You can play the game at storopoli.io/sudoku
or check the source code at storopoli/sudoku
.
Here’s a screenshot of the game:
So what would I use to build this game? Only one thing: Dioxus. Dioxus is a fullstack framework for Rust, that allows you to build web applications with Rust. You can benefit from the safety and performance of Rust, powerful type system and borrow checker, along with the low memory footprint.
That’s it. Just Rust and HTML with some raw CSS.
No “YavaScript”. No Node.js. No npm. No webpack. No Tailwind CSS.
Just cargo run --release
and you’re done.
Using Rust for fullstack development is an amazing thing.
First, package management is a breeze with Cargo.
Second, you don’t have to worry about “npm vulnerabilities”.
Have you ever gone into your project and ran npm audit
?
This is solvable with Rust.
An additional advantage is that you don’t have to worry about common
runtime errors like undefined is not a function
or null is not an object
.
These are all picked-up by Rust on compile time.
So you can focus on the logic of your application knowing that it will work as expected.
A common workflow in Rust fullstack applications is to use Rust’s powerful type system to parse any user input into a type that you can trust, and then propagate that type throughout your application. This way you can be sure that you’re not going to have any runtime errors due to invalid input. This is not the case with “YavaScript”. You need to validate the input at every step of the way, and you can’t be sure that the input is valid at any point in time.
You can sleep soundly at night knowing that your application won’t crash and as long as the host machine has electricity and internet access, your app is working as expected^{2}.

—————

- [Goal]:
Carry on the post about building a Sudoku game in Rust with Dioxus, picking up right after its last sentence. The data isn't needed here.

- [Data extract]:
—————

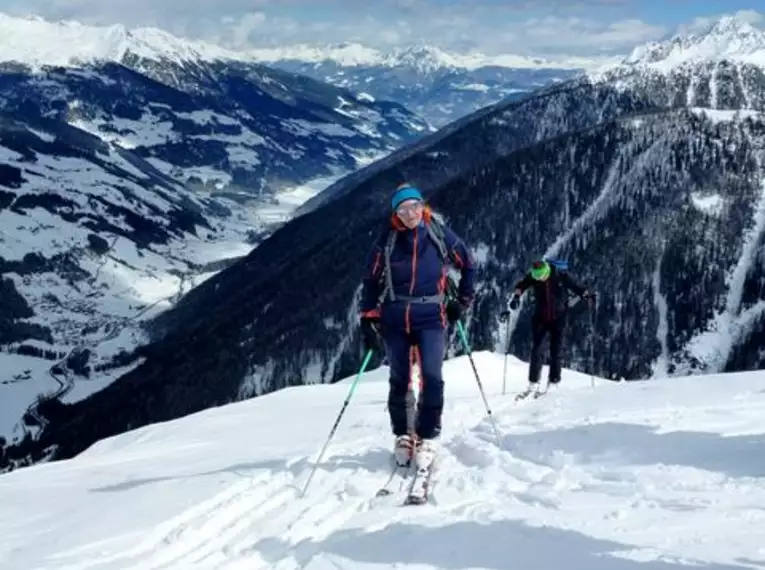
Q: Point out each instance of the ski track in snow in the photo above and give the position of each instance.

—————

- [Response to the task]:
Rust is known for its performance. This is due to the fact that Rust gives you control over deciding on which type you’ll use for a variable. This is not the case with “YavaScript”, where you can’t decide if a variable is a number or a string. Also you can use references and lifetimes to avoid copying data around.
So, if you make sane decisions, like u8
(unsigned 8-bit integer) instead of i32
(signed 32-bit integer)
for a number that will never be greater than 255, you can have a very low memory footprint.
Also you can use &str
(string slice) instead of String
to avoid copying strings around.
You just don’t have this level of control with “YavaScript”. You get either strings or numbers and you can’t decide on the size of the number. And all of your strings will be heap-allocated and copied around.
Progressive Web Apps (PWAs) are web applications that are regular web pages or websites, but can appear to the user like traditional applications or native mobile applications. Since they use the device’s browser, they don’t need to be installed through an app store. This is a great advantage, since you don’t have to ask for permissions to Google or Tim Apple.
In Dioxus making a PWA was really easy.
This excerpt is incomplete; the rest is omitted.